§ **Extract**:
━━━━

PostgreSQL in FAANG Interviews
An offer from Stripe or Cloudflare. The final round is system design with PostgreSQL. You have 45 minutes to explain MVCC, design a schema, and discuss scaling. The final readiness check.
- Stripe uses the MVCC and XID wraparound question as a standard filter for senior backend positions
- Cloudflare asks candidates to design a schema for DNS logs at 10M+ records/sec on PostgreSQL
- Notion has publicly described how schema design interviews help evaluate experience with high-scale PostgreSQL
Typical Interview Questions
PostgreSQL interviews at FAANG and large tech companies span several levels: core concepts (ACID, MVCC, indexes), scenario questions (design X), and deep-dives into internals (how VACUUM works, what WAL is). Saying 'use an index' without explaining when and why is a red flag.

━━━━

§ **Supplied material**:
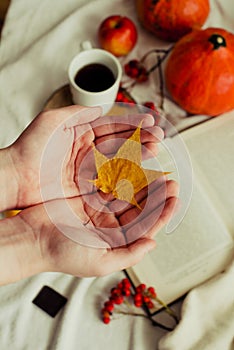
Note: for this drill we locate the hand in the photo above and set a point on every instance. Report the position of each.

━━━━

Retype the whole text on PostgreSQL in FAANG interviews word for word.

§ **Expected output**:
PostgreSQL in FAANG Interviews
An offer from Stripe or Cloudflare. The final round is system design with PostgreSQL. You have 45 minutes to explain MVCC, design a schema, and discuss scaling. The final readiness check.
- Stripe uses the MVCC and XID wraparound question as a standard filter for senior backend positions
- Cloudflare asks candidates to design a schema for DNS logs at 10M+ records/sec on PostgreSQL
- Notion has publicly described how schema design interviews help evaluate experience with high-scale PostgreSQL
Typical Interview Questions
PostgreSQL interviews at FAANG and large tech companies span several levels: core concepts (ACID, MVCC, indexes), scenario questions (design X), and deep-dives into internals (how VACUUM works, what WAL is). Saying 'use an index' without explaining when and why is a red flag.